* **TEXT SECTION**
^^^^^^^^
Lifetime Achievement Award Nicholas Kristof & Sheryl WuDunn
Fiction Award Richard Bausch for Peace
Nonfiction Award Benjamin Skinner for A Crime So Monstrous: Face to Face with Modern Day Slavery
Fiction Runner-up Uwen Akpan for Say You’re One of Them
Nonfiction Runner-up Thomas Friedman for Hot, Flat and Crowded
Photos by Andy Snow (andysnow.com) ©2009.
As a television newsman, Nick has been reporter, anchor, managing editor and news director in Lexington, Cincinnati, Salt Lake City, Buffalo and Los Angeles.
As a columnist, Nick has, since 1989, contributed three columns a week to the Cincinnati and Kentucky Post dealing with subjects as varied as politics, travel, music and American history. Some of his articles and op-ed pieces have appeared in newspapers around the country, including the Los Angeles Times and the Salt lake Tribune.
As an author, he has published three books, including The Movies That Changed Us in 2002.
But the curiosity that drove Nick to a life as a reporter, also led him to explore other areas of interest. He hosted talk shows in Cincinnati and Columbus and music programs on radio. For five years he was a writer and daily on-air spokesman for American Movie Classic cable channel. Now, he is a writer, producer and host for American Life cable channel. His Moments that Changed Usprogram explores the intersection of a person and an important moment in our history. Guests have included John Glenn, Walter Cronkite, Diahann Carroll and Steve Wozniak.
Nick began working on radio full time when he was 17, in his hometown of Maysville, Kentucky.
In addition to his continuing broadcasting career, Nick has been a speaker, master of ceremonies or panelist of more than 3,000 events coast-to-coast.
Nick has accumulated a number of awards and honors over the years, including an Emmy for commentary and three Emmy nominations for his work on American Movie Classics. In December 1998, he received an honorary Doctorate of Fine Arts from Northern Kentucky University. In 2000, he received the President’s Medal from Thomas More College, and was inducted into the Cincinnati Journalism Hall of Fame. In 2001, Nick was inducted into the Kentucky Journalism Hall of Fame. In 2005, he was inducted into the Ohio Television Hall of Fame. In May 2007, Nick received an honorary Doctor of Letters from the University of Kentucky and was the commencement speaker, a task he has undertaken at 31 other schools over the years.
^^^^^^^^
(Stored records)
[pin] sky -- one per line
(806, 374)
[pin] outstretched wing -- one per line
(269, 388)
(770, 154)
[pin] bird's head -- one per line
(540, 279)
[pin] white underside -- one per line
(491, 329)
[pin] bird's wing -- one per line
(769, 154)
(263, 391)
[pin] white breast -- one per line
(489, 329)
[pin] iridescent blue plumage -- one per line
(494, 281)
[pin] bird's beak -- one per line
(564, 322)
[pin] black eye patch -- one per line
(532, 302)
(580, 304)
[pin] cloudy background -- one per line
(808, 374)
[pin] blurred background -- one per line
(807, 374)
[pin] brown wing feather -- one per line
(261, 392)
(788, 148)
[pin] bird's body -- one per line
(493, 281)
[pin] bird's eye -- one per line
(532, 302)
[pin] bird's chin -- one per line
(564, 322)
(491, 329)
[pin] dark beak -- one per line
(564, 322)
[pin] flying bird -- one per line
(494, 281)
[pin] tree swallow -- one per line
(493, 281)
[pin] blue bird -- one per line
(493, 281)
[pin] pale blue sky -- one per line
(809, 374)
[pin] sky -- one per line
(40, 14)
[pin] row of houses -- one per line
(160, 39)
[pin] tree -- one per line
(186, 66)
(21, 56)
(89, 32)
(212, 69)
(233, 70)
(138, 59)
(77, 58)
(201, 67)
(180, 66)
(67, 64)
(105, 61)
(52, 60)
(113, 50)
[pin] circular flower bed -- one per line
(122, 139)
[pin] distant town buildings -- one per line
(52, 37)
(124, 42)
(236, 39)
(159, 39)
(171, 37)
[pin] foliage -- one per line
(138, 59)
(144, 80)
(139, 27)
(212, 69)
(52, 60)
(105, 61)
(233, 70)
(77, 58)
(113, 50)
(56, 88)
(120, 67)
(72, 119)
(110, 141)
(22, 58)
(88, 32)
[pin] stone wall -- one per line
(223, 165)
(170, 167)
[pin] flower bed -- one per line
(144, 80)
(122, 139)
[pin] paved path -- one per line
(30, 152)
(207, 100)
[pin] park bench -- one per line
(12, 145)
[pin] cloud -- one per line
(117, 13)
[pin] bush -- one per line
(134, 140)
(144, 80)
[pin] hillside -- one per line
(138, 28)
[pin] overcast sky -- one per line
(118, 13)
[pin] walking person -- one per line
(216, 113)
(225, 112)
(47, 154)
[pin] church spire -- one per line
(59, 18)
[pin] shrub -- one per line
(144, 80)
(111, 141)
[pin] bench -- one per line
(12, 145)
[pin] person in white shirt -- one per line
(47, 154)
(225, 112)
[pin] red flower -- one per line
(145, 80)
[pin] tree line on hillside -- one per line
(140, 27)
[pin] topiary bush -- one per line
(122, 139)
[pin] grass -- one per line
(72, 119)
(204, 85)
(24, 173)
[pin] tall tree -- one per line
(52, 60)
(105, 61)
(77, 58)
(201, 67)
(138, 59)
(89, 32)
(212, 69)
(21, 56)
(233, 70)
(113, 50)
^^^^^^^^
* **WHAT YOU WILL DO**
**a.** Substitute "news analysis" for "commentary" and reproduce the text about Nick's career from "In addition to" up to and including "over the years.".
**b.** Pick up the text about Nick's career after its final sentence and continue it.
These entries bear no relation to the text about Nick's career.

* **RESULTS FOR THE EXERCISE**
**a.**
In addition to his continuing broadcasting career, Nick has been a speaker, master of ceremonies or panelist of more than 3,000 events coast-to-coast.
Nick has accumulated a number of awards and honors over the years, including an Emmy for news analysis and three Emmy nominations for his work on American Movie Classics. In December 1998, he received an honorary Doctorate of Fine Arts from Northern Kentucky University. In 2000, he received the President’s Medal from Thomas More College, and was inducted into the Cincinnati Journalism Hall of Fame. In 2001, Nick was inducted into the Kentucky Journalism Hall of Fame. In 2005, he was inducted into the Ohio Television Hall of Fame. In May 2007, Nick received an honorary Doctor of Letters from the University of Kentucky and was the commencement speaker, a task he has undertaken at 31 other schools over the years.

**b.**
Nick is married to Nina Warren of Perryville, Kentucky, who is a writer, inventor and TV host. Their oldest child, Ada, also a writer, is the mother of the World’s Only Grandchildren, Allison and Nick. The Clooney’s younger child, George, is an Oscar-winning actor, producer, writer and director in films.
In April of 2006, Nick and his son George went to the Sudan and Chad to report on the ongoing genocide in the region of Darfur. Since their return, both have traveled extensively as advocates for a peaceful solution to the crisis. George has spoken at the United Nations and has traveled to China and Egypt. He continues to hold fundraisers, while Nick has made more than 75 speeches at schools, churches, and town meetings. The pair has also made a documentary, Journey to Darfur, which has been shown internationally.
In the early 1970s, Nick and Nina decided to establish a permanent home from which they could travel according to the demands of their peripatetic profession. They moved to the beautiful river town of Augusta, Kentucky. Both of their children graduated from tiny Augusta High School. Eventually, other members of the family found their way to Augusta, including Nick’s famous sister, Rosemary Clooney. After her death in 2002, Rosemary’s home became a museum honoring her career.
Advancing years sometimes dictate a slow-down in professional activity. Someone forgot to tell Nick. He is currently the “distinguished journalist in residence” at the American University in Washington D.C. through the partnership between the school and the Newseum, a 250,000-square-foot museum in Washington dedicated to news. He’ll teach opinion writing this fall and a spring course based on his 2002 book, Movies That Changed Us.